>>>>

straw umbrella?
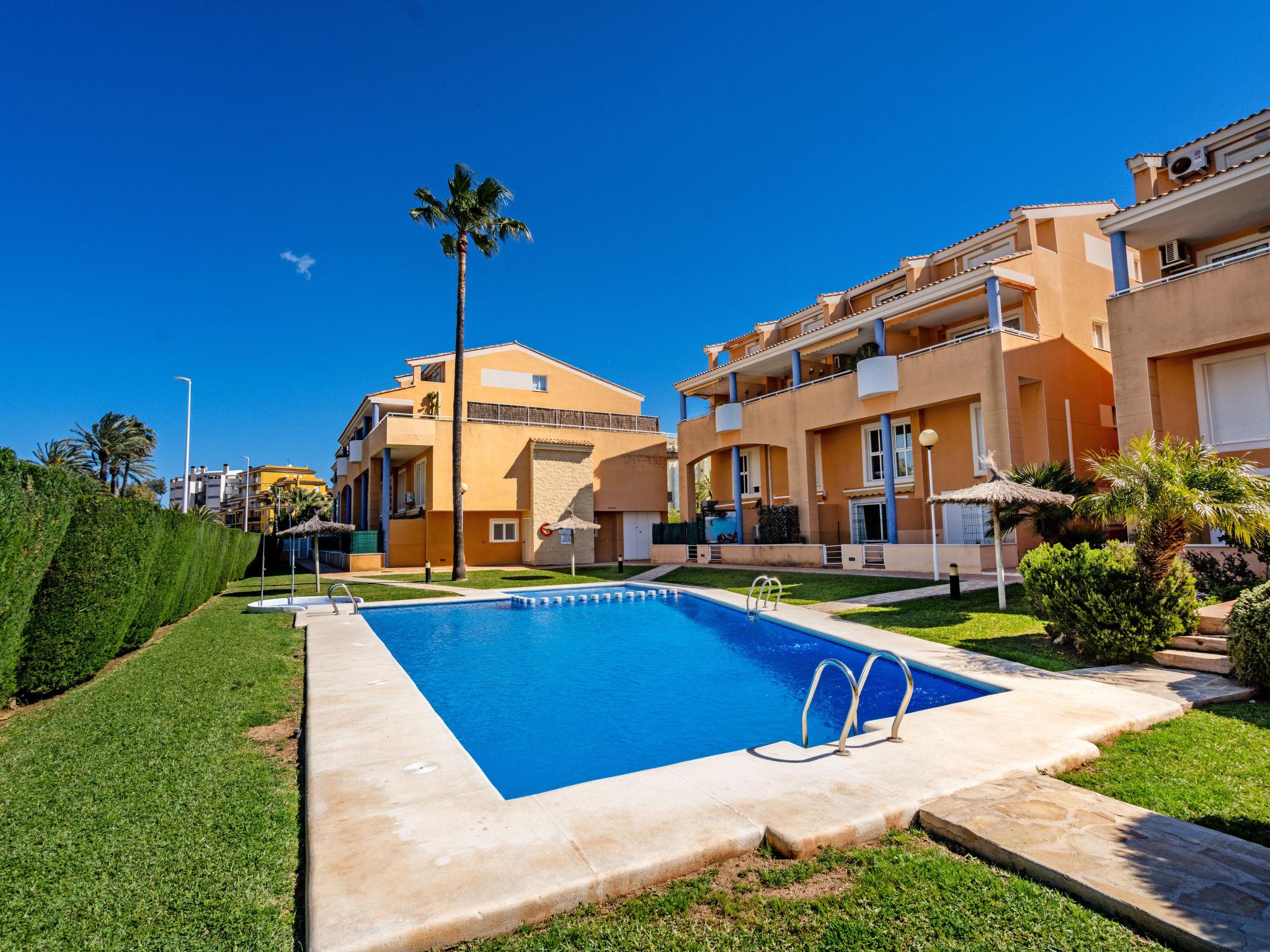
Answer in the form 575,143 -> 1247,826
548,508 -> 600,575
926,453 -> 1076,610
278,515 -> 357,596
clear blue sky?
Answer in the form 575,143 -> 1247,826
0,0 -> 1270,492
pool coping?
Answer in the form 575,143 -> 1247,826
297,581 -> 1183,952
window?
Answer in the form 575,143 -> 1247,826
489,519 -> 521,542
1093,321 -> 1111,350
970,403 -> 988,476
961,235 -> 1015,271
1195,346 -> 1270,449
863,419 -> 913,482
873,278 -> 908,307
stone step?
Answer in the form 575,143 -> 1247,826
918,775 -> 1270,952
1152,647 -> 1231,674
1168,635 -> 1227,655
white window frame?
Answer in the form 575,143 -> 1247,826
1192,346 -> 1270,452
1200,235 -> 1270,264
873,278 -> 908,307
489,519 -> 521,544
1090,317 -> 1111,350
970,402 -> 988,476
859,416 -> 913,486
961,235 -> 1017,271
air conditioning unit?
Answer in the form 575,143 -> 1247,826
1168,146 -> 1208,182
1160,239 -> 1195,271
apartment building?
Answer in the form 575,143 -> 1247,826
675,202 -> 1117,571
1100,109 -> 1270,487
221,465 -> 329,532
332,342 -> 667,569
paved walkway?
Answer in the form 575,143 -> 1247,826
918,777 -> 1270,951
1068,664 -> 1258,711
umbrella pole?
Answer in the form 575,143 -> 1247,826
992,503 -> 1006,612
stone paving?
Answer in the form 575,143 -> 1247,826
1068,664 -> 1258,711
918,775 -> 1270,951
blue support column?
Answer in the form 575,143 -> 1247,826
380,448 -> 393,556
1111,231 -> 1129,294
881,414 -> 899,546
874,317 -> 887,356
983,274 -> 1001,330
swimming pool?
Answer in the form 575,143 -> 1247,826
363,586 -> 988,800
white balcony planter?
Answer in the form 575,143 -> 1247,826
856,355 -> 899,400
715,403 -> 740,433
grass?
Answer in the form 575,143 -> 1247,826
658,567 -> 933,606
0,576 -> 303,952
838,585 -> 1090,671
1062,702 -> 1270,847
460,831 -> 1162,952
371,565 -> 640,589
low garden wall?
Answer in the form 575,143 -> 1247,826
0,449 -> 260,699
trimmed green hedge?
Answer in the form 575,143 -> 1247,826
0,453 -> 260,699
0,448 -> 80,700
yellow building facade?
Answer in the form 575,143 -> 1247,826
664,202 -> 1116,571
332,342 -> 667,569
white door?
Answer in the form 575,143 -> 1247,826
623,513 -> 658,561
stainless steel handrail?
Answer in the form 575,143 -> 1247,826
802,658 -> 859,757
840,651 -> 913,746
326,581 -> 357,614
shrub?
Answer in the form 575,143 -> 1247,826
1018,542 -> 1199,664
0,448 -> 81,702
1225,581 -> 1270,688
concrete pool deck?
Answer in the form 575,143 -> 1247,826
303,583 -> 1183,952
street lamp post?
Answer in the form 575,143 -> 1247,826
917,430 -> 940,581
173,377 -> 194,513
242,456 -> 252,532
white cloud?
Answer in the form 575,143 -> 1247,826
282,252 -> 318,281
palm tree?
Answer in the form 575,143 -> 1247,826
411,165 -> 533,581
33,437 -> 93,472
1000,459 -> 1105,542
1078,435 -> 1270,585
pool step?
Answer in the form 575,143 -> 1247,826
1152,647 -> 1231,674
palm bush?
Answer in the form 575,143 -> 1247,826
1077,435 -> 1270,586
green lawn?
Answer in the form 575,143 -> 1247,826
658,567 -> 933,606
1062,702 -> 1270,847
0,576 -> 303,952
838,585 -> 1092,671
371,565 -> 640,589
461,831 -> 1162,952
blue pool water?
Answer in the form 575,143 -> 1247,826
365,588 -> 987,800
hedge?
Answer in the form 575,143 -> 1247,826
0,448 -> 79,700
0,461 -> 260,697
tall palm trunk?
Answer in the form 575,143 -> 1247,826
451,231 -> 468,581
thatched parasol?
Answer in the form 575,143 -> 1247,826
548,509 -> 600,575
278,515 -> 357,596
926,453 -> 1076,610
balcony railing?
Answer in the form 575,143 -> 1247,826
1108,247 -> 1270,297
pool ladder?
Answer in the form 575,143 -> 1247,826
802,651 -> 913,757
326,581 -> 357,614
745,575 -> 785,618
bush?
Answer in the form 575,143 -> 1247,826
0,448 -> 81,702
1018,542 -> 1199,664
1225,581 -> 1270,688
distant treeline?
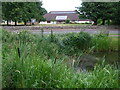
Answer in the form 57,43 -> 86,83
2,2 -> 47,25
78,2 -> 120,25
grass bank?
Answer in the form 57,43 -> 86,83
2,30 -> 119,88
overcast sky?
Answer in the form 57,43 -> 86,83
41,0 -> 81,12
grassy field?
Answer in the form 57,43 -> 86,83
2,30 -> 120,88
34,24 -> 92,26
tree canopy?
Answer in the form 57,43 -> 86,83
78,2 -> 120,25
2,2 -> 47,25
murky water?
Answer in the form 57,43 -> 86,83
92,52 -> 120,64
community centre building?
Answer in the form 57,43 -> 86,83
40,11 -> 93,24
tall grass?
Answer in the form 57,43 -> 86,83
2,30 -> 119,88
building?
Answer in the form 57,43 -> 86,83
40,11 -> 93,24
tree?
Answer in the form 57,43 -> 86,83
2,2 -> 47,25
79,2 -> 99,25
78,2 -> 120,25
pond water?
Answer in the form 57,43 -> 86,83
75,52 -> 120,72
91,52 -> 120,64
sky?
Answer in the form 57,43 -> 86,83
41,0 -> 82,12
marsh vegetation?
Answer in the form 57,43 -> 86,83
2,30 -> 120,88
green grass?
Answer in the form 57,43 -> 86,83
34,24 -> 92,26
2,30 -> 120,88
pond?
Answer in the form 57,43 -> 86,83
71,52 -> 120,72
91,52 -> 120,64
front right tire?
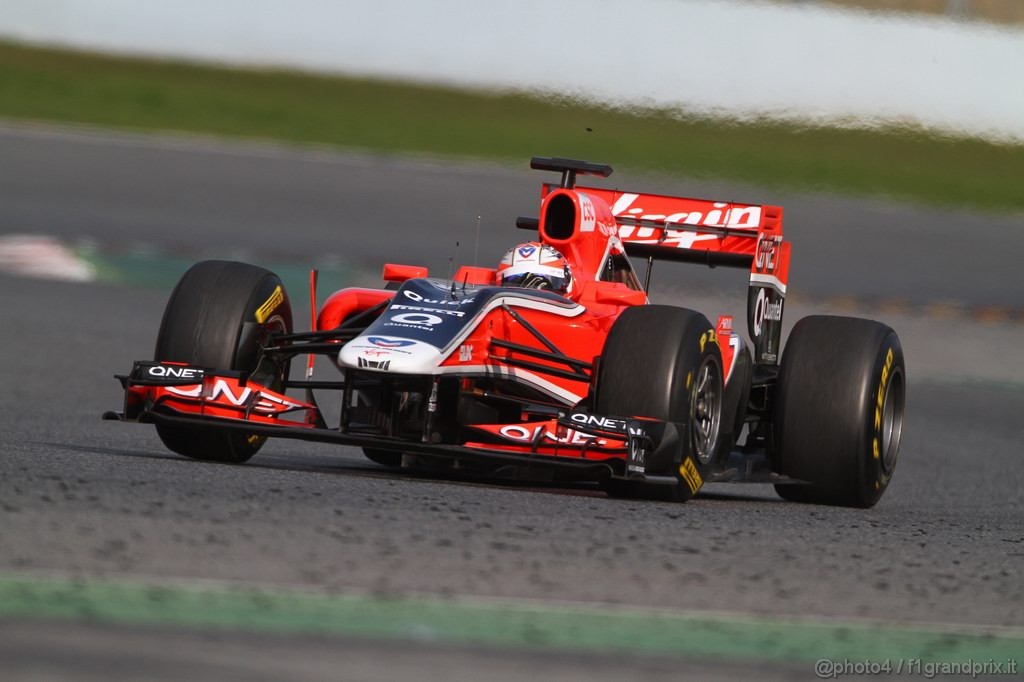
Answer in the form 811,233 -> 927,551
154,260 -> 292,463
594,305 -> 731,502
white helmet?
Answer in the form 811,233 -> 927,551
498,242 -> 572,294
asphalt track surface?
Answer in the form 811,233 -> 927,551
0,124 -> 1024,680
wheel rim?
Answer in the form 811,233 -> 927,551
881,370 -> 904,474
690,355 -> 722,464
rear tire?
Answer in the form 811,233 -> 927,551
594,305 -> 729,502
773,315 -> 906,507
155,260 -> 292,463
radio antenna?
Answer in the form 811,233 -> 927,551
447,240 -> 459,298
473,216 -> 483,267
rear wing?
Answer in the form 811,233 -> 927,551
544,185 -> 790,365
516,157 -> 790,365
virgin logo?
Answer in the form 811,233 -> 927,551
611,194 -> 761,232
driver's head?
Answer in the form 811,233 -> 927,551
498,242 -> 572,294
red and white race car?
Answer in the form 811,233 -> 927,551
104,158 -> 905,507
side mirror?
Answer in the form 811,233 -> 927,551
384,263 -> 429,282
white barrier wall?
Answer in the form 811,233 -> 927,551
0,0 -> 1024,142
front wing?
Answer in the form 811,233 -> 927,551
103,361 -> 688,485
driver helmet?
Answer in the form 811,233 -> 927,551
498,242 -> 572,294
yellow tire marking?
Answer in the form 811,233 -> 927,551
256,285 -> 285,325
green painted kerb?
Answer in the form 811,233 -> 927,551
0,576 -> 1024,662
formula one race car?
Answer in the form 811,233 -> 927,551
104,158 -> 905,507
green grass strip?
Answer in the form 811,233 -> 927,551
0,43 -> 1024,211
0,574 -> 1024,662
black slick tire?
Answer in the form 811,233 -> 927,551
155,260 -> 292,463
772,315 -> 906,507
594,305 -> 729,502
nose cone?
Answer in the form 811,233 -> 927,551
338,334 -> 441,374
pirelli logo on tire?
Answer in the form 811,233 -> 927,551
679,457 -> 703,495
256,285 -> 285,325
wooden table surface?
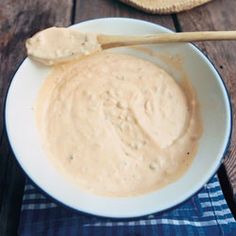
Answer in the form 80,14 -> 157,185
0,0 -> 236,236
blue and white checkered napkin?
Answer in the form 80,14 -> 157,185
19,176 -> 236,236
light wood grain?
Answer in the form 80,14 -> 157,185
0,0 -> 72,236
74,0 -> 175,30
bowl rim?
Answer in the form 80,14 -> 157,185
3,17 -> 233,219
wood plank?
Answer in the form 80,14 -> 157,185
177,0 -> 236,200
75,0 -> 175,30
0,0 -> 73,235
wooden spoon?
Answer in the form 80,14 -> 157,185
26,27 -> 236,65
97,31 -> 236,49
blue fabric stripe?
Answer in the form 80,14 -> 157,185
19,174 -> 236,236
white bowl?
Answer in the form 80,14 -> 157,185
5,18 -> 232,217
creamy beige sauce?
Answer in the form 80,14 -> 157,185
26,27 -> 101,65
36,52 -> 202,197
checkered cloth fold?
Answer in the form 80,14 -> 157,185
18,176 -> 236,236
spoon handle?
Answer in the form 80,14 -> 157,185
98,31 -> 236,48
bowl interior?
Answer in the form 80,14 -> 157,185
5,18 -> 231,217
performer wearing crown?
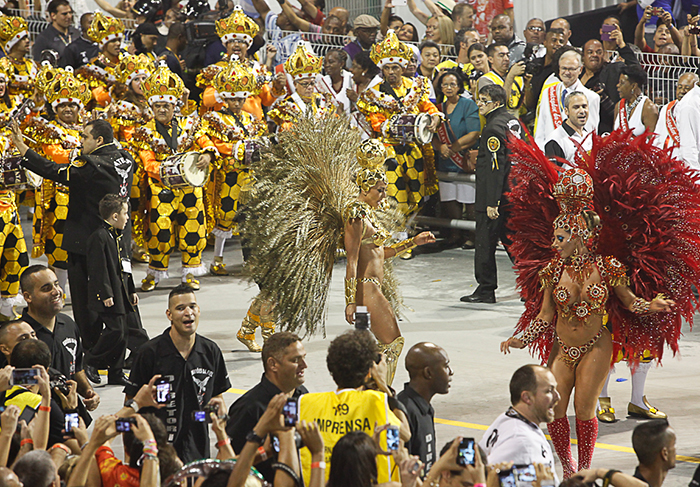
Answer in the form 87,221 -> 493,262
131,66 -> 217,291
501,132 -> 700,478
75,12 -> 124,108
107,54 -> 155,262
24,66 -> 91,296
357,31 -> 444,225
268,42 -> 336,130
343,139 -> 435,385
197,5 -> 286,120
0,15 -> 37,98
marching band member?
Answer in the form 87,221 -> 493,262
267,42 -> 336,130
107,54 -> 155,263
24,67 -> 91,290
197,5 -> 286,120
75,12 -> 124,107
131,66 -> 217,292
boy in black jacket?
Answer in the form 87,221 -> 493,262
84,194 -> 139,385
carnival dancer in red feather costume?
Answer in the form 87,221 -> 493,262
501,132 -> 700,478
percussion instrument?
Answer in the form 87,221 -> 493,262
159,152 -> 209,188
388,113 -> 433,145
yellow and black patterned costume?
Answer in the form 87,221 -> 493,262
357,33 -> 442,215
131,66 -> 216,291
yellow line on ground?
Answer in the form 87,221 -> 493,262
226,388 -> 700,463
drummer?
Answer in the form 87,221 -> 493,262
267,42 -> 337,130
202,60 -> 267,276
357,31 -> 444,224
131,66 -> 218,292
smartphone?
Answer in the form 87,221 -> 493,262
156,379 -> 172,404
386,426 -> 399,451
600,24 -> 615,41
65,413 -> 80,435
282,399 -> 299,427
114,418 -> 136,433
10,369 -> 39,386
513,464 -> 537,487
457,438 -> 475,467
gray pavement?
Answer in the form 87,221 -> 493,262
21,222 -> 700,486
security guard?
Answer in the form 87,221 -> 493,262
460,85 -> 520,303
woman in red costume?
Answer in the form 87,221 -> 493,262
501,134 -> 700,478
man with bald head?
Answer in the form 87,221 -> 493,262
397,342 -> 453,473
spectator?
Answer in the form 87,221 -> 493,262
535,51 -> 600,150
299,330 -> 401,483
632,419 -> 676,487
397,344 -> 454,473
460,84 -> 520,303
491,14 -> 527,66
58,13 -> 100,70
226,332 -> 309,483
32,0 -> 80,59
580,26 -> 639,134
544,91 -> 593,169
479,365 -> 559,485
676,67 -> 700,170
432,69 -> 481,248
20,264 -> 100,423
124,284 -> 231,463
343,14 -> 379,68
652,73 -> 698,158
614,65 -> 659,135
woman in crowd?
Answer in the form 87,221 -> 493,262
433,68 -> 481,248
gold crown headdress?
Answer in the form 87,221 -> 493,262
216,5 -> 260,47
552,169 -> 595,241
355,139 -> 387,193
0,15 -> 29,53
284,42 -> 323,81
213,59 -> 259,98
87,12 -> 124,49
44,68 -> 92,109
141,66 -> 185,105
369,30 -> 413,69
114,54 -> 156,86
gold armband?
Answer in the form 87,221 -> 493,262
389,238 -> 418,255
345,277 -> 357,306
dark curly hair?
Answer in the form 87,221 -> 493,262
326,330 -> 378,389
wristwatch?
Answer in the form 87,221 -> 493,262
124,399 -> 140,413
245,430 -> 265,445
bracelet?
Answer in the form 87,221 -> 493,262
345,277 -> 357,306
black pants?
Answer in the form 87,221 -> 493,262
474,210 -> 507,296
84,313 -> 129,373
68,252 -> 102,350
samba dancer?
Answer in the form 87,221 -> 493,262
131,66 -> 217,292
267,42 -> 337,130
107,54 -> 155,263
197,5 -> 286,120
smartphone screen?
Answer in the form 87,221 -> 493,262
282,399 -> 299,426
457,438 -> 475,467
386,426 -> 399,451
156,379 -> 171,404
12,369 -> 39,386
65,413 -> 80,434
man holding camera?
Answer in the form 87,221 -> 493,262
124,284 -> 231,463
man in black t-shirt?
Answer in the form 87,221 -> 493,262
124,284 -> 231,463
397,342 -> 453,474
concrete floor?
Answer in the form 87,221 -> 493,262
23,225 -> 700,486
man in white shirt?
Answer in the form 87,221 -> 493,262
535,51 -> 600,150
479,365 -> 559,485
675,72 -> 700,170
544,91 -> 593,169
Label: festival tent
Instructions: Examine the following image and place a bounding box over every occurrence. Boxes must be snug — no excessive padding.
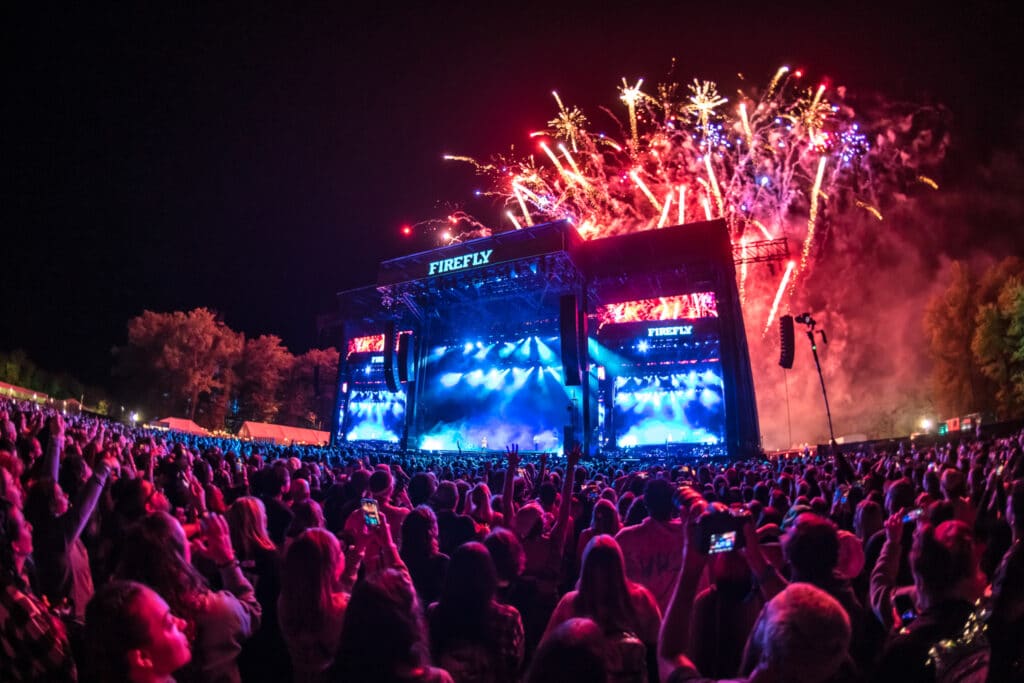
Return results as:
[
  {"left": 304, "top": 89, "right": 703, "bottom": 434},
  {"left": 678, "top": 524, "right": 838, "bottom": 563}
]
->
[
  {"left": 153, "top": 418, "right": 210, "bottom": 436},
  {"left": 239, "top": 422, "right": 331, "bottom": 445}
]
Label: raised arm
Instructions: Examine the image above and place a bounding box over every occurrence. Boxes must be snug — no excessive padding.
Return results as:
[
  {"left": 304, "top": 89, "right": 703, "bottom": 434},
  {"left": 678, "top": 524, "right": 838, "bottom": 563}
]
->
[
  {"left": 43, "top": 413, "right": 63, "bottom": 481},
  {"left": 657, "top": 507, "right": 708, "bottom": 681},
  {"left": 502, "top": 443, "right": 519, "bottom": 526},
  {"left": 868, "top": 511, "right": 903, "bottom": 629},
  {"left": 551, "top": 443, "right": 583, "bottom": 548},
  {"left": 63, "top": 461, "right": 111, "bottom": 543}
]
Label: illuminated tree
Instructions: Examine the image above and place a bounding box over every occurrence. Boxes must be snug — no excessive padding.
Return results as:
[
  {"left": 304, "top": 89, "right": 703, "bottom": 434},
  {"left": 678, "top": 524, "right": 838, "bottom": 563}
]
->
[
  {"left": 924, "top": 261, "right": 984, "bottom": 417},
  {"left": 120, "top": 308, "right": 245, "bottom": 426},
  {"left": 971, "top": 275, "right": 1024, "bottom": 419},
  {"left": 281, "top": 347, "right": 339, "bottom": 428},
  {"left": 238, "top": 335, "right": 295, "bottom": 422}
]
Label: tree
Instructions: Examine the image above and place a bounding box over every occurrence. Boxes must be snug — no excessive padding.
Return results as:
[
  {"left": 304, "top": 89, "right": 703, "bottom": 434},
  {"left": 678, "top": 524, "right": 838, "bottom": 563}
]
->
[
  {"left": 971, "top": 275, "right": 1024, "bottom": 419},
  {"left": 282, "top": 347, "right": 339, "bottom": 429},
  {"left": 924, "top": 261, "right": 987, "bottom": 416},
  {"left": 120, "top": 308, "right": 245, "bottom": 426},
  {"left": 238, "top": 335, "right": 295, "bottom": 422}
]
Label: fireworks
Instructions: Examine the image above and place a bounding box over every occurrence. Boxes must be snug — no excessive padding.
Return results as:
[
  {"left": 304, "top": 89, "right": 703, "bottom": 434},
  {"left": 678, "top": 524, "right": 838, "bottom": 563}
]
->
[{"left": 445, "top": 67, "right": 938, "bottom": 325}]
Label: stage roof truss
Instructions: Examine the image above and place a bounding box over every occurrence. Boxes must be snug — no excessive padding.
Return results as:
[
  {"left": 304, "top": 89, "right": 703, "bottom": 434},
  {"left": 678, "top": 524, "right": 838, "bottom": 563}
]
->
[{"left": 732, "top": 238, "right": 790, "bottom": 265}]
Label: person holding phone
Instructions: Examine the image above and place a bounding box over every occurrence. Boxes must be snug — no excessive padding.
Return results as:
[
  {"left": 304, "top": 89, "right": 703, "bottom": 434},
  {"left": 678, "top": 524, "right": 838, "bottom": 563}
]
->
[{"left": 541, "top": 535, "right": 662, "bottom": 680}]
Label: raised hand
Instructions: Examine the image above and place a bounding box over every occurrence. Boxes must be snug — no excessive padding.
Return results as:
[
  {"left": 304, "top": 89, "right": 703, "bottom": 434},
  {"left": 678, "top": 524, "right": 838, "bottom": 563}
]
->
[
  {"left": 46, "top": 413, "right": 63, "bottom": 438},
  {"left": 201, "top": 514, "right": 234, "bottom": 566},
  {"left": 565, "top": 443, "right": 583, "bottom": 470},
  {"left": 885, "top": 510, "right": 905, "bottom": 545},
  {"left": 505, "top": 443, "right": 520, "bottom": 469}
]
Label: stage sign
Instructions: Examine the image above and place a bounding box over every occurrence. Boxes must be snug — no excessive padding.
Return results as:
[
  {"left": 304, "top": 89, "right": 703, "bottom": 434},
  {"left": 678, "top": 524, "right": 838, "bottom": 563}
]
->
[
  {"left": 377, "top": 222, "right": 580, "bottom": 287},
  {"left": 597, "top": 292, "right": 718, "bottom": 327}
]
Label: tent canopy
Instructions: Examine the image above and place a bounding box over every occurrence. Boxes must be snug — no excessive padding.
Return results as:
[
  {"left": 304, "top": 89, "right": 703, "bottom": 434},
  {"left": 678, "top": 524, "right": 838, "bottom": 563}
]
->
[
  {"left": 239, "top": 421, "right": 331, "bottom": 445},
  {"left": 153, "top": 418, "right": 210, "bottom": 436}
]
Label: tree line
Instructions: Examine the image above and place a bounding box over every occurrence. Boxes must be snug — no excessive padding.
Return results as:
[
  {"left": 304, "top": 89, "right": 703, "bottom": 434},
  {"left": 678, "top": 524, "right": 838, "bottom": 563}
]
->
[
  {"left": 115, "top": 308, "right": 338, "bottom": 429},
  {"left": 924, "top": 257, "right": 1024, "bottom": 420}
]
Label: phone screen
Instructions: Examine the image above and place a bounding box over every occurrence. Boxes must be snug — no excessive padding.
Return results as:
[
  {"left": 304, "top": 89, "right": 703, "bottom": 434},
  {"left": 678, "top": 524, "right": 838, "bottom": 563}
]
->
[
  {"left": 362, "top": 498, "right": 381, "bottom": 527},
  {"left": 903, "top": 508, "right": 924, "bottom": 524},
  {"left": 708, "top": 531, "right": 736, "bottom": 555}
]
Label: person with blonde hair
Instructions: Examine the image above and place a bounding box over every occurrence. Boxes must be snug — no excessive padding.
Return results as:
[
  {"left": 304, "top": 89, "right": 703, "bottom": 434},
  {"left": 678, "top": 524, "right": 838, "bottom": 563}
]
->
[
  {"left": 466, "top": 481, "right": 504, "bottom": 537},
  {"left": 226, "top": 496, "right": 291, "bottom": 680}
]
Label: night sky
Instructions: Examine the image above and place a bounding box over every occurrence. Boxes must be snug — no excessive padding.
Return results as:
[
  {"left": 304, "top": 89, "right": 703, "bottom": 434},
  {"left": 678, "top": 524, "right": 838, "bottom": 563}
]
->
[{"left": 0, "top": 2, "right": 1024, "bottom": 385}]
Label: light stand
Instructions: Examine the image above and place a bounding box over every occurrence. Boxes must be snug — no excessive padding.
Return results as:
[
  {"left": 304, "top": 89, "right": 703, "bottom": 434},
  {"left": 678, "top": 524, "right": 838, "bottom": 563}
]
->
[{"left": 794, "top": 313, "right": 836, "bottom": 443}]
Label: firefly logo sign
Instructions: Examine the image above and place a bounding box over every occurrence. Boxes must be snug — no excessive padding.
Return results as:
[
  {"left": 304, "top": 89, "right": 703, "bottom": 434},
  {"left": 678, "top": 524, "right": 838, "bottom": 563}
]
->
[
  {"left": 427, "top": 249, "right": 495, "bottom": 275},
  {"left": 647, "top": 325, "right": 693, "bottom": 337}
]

<<<<

Directive: Could you repeat the items word for word, from their very beginning up to and including the line with "297,581 -> 1183,952", leaving the pictures out?

Solution to the exercise:
straw umbrella?
Answer in the form 575,143 -> 1247,826
548,508 -> 600,575
926,453 -> 1076,610
278,515 -> 357,596
clear blue sky?
Answer in the form 575,143 -> 1247,826
0,0 -> 1270,492
pool coping?
Answer in the form 575,143 -> 1247,826
297,581 -> 1183,952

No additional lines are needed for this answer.